------ Exercise data ------
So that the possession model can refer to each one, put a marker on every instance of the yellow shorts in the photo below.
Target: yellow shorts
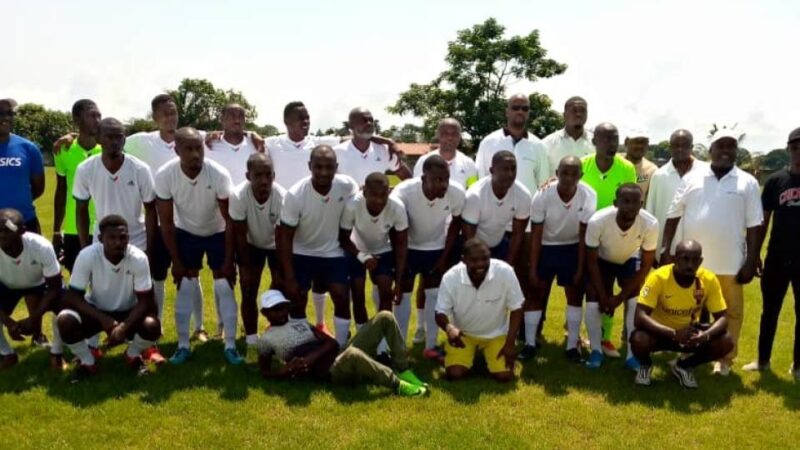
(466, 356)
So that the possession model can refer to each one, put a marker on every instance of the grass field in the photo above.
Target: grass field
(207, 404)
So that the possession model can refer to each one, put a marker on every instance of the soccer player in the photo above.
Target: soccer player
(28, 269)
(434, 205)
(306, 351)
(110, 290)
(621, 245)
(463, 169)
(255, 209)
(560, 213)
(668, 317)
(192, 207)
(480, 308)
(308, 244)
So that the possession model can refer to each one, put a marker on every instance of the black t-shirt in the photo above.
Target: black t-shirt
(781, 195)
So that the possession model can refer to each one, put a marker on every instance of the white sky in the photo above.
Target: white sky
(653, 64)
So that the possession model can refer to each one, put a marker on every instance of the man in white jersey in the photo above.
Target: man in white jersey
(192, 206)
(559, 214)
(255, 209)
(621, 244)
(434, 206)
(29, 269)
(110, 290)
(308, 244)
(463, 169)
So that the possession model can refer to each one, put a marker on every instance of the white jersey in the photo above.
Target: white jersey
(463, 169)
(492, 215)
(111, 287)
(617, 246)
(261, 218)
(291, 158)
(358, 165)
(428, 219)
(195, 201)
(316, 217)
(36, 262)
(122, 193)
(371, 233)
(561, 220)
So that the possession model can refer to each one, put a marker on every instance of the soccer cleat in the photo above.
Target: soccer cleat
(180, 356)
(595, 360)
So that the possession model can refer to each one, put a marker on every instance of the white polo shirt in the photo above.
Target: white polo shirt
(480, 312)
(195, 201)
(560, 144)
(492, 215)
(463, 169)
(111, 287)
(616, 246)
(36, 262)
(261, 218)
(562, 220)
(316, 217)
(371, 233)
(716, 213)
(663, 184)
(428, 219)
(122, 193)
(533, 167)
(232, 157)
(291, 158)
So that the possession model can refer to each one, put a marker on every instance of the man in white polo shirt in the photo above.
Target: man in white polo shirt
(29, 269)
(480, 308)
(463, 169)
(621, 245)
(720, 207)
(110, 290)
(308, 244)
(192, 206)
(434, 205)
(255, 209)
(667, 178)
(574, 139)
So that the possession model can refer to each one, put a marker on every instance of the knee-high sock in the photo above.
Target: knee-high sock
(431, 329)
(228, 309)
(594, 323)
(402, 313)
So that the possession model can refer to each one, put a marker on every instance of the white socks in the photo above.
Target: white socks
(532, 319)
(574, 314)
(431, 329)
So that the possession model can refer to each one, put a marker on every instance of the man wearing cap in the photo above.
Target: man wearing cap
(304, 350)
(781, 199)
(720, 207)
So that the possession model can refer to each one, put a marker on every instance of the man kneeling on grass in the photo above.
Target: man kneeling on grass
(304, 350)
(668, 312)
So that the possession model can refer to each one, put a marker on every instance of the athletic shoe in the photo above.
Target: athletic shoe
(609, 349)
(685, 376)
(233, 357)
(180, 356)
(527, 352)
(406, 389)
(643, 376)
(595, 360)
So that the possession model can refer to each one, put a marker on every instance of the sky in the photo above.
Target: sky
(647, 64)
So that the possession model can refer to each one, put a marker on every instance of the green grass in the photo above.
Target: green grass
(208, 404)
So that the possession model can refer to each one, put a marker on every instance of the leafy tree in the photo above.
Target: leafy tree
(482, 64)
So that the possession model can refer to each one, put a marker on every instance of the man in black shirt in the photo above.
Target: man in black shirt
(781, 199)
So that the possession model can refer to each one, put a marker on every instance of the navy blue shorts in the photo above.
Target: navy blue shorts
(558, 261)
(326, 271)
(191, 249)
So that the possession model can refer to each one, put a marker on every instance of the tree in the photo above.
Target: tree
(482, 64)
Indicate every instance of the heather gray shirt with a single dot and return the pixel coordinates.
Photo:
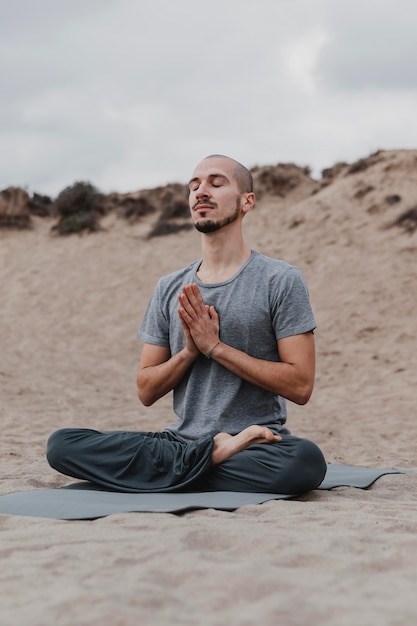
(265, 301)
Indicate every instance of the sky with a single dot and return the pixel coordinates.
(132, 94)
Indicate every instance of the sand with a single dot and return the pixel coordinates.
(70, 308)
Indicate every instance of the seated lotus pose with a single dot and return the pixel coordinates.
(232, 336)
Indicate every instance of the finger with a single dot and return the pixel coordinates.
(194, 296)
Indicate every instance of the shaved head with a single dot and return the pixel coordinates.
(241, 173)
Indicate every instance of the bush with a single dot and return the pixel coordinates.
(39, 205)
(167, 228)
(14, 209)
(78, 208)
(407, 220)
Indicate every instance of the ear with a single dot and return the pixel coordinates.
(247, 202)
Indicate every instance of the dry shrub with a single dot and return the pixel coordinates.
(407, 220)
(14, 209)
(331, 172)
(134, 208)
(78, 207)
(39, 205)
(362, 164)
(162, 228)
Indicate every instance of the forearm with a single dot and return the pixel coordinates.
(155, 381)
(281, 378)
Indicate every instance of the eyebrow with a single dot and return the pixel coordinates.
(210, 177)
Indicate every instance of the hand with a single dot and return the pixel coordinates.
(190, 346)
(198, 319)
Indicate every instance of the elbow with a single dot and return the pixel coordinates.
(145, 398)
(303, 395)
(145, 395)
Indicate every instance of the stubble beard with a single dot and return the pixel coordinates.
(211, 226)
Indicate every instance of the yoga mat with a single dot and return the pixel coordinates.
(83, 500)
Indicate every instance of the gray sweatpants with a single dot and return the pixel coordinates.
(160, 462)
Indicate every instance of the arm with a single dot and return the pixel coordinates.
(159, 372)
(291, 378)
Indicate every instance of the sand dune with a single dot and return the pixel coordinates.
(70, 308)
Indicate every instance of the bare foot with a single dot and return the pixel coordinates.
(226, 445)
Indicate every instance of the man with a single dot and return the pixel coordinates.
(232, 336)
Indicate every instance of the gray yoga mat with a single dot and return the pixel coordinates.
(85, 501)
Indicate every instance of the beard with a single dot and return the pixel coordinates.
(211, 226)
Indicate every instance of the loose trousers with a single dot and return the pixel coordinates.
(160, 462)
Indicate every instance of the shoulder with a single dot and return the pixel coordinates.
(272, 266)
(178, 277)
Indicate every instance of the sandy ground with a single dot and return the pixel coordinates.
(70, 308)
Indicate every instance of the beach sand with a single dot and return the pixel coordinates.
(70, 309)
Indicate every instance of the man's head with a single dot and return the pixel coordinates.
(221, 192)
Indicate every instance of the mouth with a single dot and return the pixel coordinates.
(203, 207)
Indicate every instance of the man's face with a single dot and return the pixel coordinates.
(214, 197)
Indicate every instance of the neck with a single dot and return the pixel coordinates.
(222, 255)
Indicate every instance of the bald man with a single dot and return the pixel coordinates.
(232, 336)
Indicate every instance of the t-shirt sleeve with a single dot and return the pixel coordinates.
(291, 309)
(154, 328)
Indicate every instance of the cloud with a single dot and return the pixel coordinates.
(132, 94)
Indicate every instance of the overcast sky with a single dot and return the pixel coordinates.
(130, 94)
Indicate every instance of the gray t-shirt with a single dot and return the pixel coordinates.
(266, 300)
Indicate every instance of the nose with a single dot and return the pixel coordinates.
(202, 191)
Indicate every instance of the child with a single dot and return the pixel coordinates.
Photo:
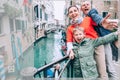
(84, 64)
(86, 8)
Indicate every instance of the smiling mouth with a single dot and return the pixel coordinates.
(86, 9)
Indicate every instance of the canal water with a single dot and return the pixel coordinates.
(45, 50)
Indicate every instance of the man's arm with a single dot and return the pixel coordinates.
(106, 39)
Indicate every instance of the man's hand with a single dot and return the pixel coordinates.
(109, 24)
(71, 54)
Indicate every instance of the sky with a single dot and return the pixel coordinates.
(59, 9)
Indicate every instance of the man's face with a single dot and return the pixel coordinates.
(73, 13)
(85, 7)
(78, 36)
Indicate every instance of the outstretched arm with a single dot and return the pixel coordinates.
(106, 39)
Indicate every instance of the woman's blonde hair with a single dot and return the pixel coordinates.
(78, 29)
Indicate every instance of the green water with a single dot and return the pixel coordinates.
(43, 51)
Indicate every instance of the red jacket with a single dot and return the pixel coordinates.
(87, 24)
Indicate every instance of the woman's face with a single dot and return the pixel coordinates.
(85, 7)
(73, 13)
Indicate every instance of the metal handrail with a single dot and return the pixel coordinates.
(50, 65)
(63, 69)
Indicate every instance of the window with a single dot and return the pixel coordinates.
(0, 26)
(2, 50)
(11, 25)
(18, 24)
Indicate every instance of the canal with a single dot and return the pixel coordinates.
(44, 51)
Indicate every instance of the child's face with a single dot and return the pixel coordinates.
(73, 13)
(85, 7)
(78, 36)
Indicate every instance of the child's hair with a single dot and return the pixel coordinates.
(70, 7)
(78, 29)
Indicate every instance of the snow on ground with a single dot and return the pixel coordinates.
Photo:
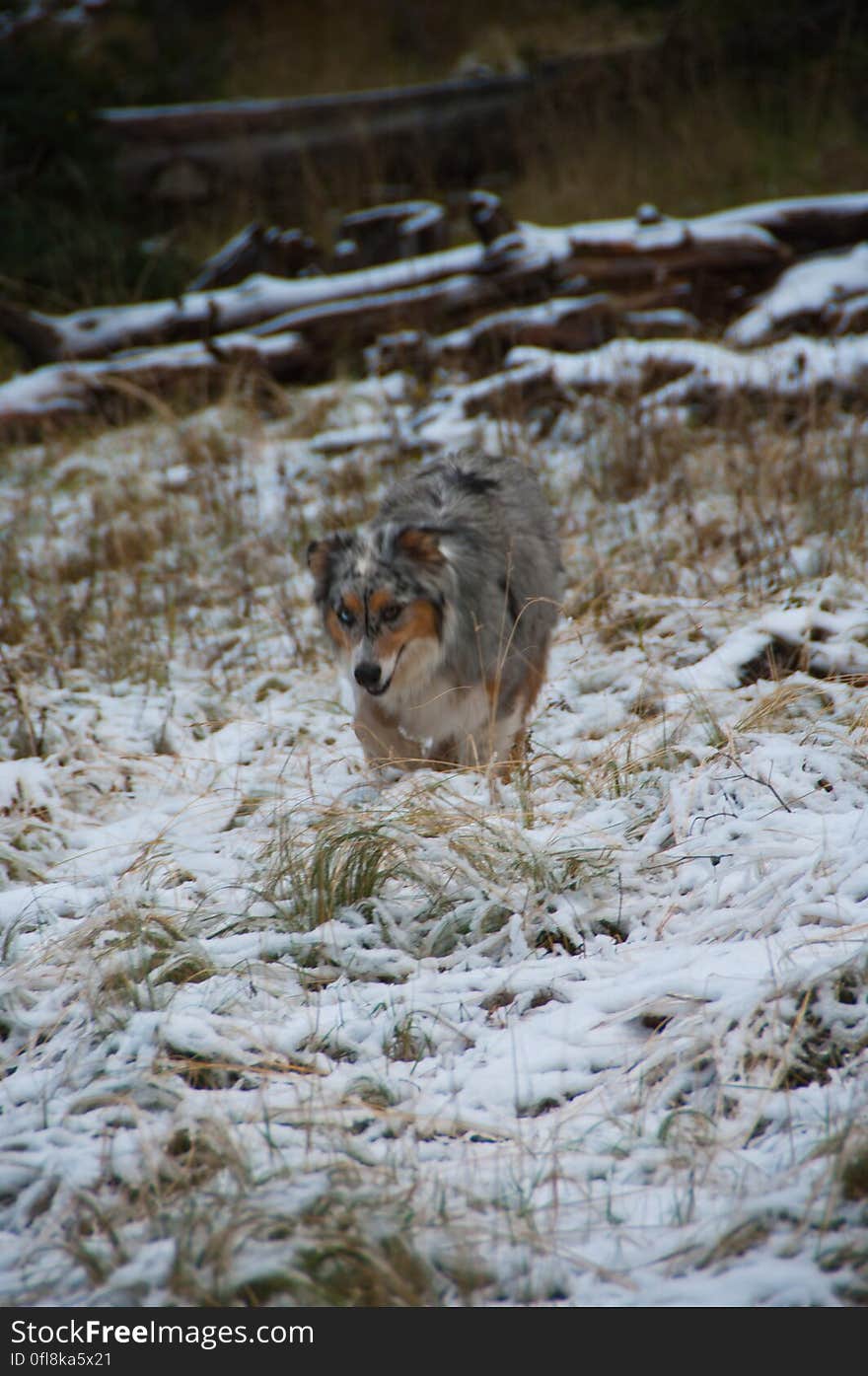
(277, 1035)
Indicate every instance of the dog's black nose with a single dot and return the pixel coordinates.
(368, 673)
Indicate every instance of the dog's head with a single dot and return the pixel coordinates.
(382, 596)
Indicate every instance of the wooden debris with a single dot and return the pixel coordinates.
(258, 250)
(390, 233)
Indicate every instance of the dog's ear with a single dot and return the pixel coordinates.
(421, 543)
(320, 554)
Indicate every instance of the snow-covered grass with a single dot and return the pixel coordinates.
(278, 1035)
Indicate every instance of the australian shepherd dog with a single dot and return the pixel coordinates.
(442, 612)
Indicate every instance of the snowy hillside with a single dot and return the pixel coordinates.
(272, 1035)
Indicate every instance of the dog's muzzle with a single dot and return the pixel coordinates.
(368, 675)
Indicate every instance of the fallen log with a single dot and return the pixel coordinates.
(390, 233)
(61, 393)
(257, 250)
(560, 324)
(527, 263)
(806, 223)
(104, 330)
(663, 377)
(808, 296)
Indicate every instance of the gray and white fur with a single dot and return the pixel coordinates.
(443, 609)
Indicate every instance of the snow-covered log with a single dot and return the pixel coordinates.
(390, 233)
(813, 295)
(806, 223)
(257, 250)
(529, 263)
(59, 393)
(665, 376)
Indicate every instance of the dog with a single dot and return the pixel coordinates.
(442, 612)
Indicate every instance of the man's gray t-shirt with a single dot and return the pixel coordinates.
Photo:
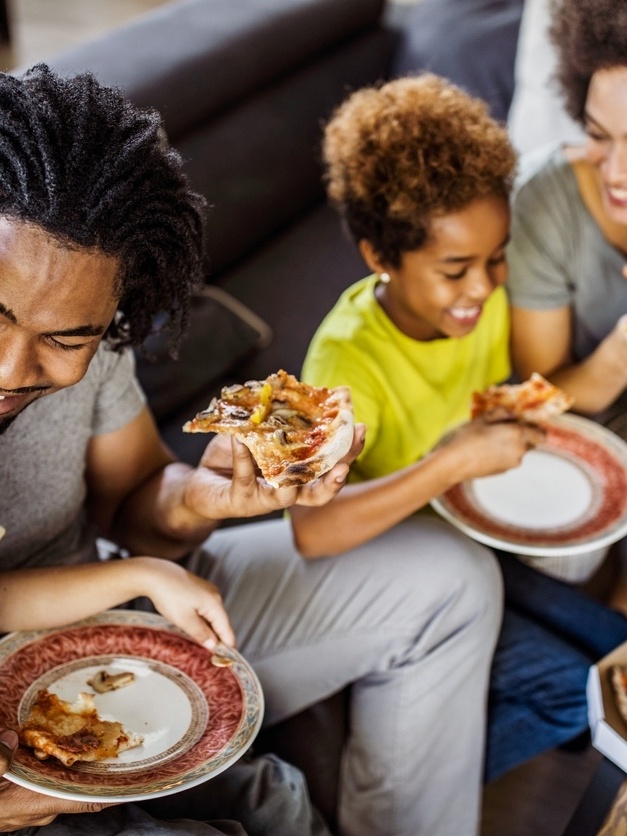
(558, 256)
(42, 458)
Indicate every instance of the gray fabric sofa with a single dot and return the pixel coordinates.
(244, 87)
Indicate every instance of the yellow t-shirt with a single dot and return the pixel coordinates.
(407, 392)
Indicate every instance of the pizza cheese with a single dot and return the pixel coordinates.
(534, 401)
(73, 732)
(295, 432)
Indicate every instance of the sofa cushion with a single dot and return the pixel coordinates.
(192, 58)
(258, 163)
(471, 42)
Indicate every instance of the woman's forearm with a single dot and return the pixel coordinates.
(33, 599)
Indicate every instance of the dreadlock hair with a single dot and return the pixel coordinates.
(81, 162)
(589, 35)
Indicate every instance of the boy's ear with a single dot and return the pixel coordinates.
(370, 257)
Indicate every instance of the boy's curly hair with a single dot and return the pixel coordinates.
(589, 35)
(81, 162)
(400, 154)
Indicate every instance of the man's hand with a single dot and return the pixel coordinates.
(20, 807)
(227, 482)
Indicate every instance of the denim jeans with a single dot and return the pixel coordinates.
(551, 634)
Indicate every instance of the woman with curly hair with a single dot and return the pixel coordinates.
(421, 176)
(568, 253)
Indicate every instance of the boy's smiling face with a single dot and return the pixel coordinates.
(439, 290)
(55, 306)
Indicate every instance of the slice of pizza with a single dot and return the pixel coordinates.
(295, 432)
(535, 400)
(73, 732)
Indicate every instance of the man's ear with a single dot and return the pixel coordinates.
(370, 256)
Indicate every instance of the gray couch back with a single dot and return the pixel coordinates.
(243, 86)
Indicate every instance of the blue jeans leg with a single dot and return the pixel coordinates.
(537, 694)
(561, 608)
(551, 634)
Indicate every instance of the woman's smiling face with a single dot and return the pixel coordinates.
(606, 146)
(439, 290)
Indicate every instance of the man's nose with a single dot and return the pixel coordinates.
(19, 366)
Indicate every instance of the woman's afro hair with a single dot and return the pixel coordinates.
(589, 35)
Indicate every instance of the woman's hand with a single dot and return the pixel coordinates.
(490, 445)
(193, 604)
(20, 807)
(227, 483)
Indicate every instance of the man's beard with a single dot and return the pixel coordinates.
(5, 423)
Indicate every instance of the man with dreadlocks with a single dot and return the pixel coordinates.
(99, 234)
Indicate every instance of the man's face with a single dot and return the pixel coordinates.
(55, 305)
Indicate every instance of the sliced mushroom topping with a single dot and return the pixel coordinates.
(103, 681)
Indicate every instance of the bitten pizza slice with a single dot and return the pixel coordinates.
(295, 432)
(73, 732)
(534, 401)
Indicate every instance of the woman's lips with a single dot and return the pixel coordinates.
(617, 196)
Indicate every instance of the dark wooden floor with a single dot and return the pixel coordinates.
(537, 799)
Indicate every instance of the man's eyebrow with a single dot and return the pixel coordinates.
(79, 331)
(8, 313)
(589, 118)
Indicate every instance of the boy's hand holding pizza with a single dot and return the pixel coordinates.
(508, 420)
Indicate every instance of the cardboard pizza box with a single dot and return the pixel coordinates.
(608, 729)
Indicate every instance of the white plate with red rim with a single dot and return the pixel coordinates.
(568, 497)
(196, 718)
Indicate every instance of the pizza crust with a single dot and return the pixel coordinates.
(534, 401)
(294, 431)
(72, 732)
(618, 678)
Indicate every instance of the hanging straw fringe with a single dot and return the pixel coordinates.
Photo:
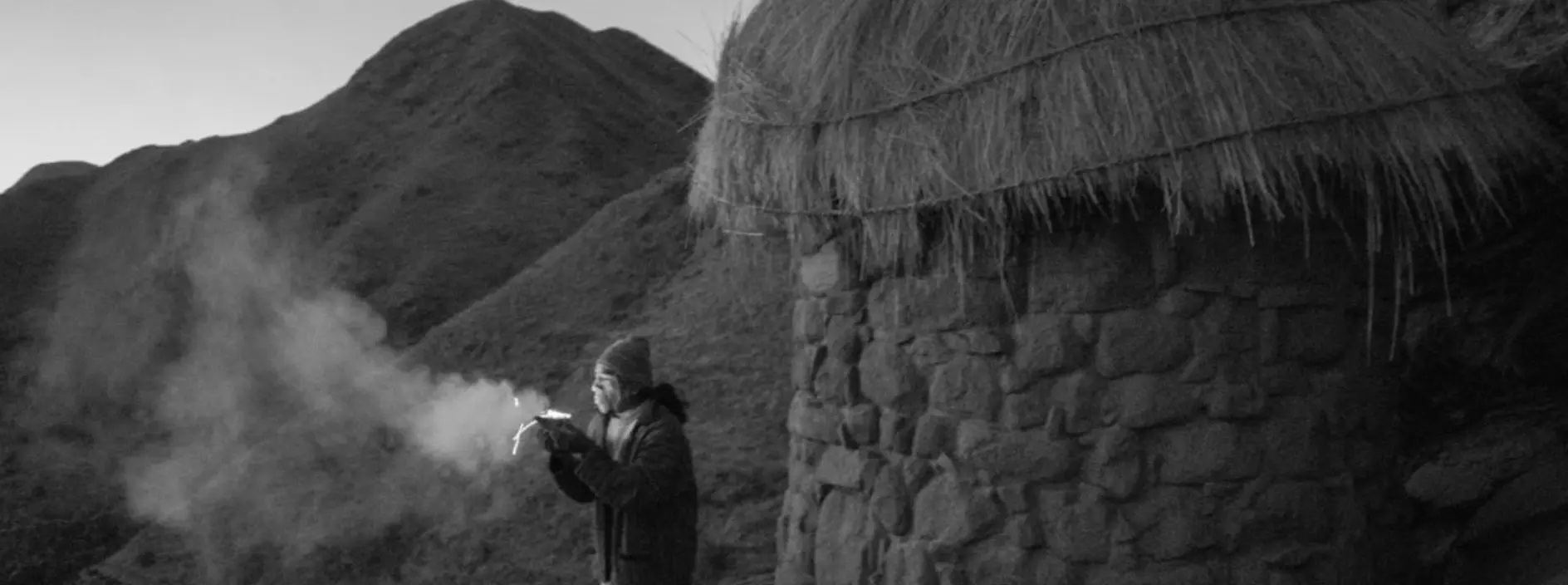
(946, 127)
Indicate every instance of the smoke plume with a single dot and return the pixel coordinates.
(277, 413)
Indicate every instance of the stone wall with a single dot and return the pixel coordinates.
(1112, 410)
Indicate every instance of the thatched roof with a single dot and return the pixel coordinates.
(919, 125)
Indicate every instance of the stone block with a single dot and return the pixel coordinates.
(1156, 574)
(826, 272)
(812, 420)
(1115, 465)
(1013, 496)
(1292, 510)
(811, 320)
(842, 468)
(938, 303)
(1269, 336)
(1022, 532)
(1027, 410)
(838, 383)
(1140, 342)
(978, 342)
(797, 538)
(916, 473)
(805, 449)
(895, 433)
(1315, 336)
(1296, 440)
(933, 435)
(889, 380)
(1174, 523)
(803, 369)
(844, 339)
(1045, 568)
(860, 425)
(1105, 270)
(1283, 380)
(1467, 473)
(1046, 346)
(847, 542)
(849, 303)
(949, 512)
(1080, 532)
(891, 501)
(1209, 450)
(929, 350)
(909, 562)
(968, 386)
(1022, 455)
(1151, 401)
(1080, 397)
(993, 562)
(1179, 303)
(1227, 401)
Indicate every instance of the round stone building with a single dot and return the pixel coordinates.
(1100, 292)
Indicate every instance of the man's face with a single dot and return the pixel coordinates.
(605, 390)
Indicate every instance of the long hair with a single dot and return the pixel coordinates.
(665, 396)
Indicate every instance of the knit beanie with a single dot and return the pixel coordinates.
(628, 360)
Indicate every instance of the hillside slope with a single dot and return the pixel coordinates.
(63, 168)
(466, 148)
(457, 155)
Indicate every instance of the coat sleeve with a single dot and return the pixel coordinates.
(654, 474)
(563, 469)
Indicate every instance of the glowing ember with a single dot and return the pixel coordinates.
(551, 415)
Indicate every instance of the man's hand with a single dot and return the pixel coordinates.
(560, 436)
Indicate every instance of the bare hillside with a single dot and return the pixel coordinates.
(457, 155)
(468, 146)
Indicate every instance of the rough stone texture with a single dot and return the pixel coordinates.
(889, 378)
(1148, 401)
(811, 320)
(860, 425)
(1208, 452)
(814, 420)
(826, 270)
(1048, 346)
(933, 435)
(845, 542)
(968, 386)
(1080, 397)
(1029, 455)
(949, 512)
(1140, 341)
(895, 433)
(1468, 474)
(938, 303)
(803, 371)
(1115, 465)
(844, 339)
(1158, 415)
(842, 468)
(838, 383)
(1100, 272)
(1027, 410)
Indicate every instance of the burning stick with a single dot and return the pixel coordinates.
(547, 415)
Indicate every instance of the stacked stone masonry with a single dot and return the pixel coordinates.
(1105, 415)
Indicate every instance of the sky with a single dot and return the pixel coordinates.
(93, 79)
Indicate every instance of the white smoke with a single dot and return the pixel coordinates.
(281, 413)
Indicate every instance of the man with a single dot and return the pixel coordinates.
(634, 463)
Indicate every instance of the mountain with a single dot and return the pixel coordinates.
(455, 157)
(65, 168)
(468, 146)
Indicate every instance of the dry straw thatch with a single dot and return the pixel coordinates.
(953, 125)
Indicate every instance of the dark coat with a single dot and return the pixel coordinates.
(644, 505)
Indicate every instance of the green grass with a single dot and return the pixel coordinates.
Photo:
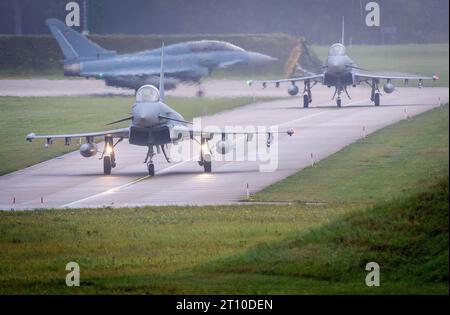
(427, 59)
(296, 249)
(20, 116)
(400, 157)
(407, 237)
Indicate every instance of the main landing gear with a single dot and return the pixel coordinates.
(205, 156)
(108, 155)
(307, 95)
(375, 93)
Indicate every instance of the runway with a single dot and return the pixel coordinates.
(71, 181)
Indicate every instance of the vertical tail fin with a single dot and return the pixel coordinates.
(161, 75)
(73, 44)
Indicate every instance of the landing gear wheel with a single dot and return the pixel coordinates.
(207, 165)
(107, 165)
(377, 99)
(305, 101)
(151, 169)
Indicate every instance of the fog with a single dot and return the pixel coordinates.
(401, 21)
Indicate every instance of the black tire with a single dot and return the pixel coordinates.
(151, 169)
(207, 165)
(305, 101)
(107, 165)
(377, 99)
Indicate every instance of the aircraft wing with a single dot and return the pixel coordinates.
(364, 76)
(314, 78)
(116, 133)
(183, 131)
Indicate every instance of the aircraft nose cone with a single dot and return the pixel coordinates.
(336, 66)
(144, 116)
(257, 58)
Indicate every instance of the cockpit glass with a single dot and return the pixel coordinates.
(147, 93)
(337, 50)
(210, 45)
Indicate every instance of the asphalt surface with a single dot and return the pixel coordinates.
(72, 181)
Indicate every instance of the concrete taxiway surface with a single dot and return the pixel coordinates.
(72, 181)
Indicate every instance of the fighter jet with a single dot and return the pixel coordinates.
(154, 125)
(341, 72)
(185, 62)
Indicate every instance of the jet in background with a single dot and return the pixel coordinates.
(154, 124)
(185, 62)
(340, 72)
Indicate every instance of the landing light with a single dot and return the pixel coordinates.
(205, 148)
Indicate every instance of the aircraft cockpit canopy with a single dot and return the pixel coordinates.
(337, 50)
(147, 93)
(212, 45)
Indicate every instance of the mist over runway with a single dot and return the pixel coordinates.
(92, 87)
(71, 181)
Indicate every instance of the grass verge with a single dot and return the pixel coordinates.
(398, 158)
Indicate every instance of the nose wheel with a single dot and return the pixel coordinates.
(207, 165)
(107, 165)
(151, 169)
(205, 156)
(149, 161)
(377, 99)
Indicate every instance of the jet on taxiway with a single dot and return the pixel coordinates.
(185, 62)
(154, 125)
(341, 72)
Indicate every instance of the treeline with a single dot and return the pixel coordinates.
------
**Task goal**
Begin at the first line of the records. Print every line through the one containing "field in the photo above." exactly, but skip the pictures.

**Finished exercise**
So that the possession model can refer to each one, put a marker on every instance of the yellow shorts in the photo below.
Target: yellow shorts
(466, 356)
So that the possession model can refer to each one, put a marker on every instance of the grass field in the photo above.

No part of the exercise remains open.